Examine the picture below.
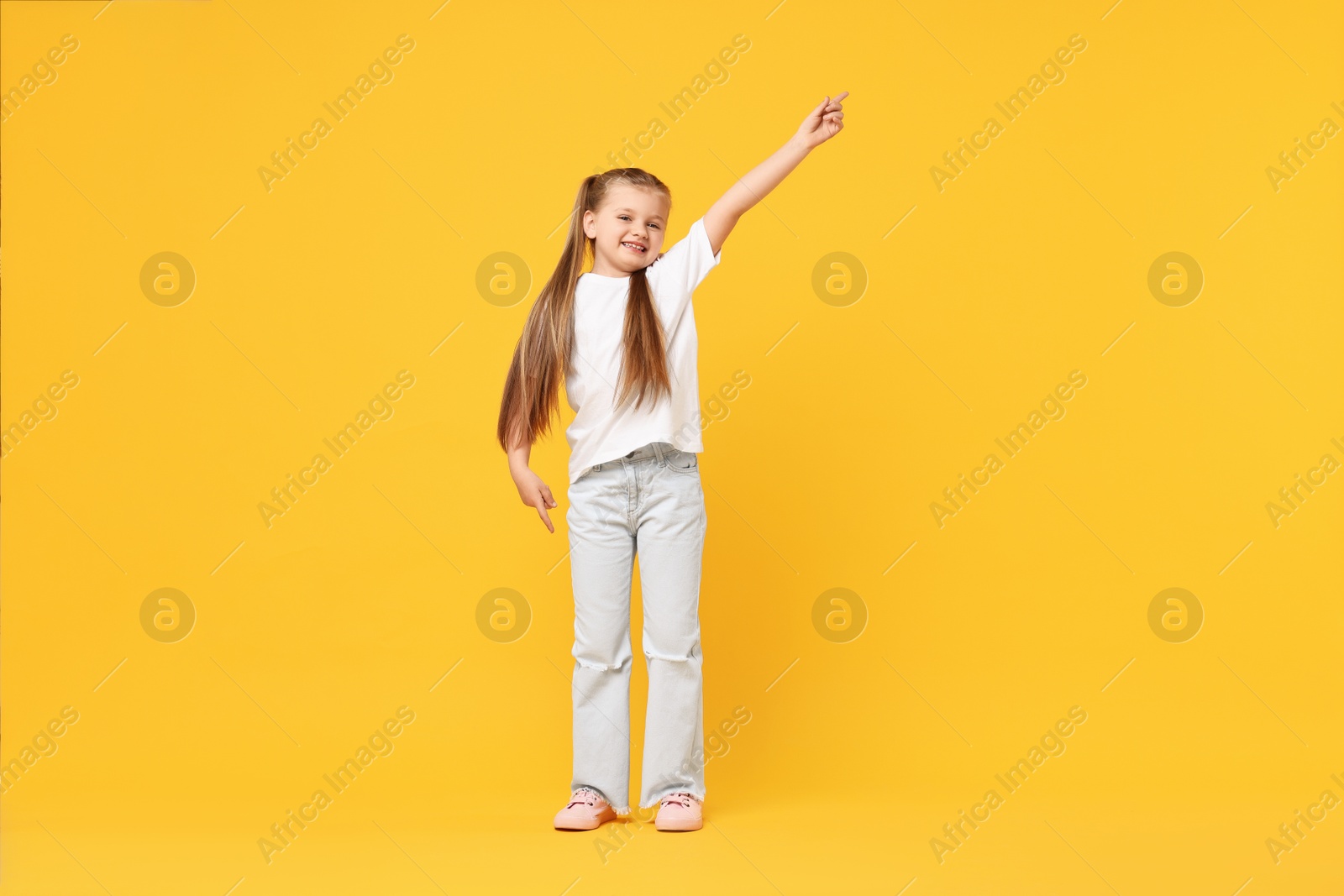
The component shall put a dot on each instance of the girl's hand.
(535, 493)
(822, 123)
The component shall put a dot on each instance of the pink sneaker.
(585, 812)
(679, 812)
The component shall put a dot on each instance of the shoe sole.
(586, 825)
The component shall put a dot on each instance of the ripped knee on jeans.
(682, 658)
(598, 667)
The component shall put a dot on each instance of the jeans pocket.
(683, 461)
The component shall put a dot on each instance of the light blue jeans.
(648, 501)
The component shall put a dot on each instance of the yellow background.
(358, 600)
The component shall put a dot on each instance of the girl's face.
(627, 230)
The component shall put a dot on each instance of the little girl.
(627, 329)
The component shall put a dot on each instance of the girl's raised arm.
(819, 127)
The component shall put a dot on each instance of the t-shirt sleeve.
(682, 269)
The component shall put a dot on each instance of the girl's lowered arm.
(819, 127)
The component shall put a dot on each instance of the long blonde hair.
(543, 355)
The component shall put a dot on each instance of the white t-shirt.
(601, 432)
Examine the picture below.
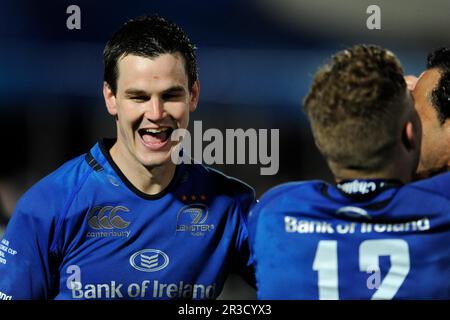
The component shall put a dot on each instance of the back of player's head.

•••

--- About this exercise ---
Write out the material above precisely, leaving each picture behind.

--- Written solution ---
Examine the picture below.
The component shall put a dot on each instance of the girl's hand.
(535, 493)
(822, 123)
The component shall put a dot on each instance of the pink sneaker.
(585, 812)
(679, 812)
The component shall put a dot on each instance of the shoe sole.
(586, 825)
The component shall put a dot on each instance of the ripped knee on jeans.
(682, 658)
(598, 667)
The component shall put a dot on each instance of the jeans pocket.
(683, 461)
The component shall put a dot on each instance of the light blue jeans.
(648, 501)
The component shall put a dot on each instance of the yellow background.
(358, 600)
The component shall put a dot on each instance of the girl's face.
(627, 230)
The component shall put a dot on each instance of the little girl.
(627, 329)
The component shall put a dot on each instance of the girl's raised arm.
(819, 127)
The component shall put a dot on each instance of the t-shirt sleeve.
(682, 269)
The component shall put a dot on each instance of the girl's lowered arm.
(819, 127)
The component shall put a dot on each instance of the long blonde hair.
(543, 355)
The component shall put a dot on each instance of the white t-shirt.
(601, 432)
Examine the picture below.
The component shall put a dot on each instance of the back of player's head.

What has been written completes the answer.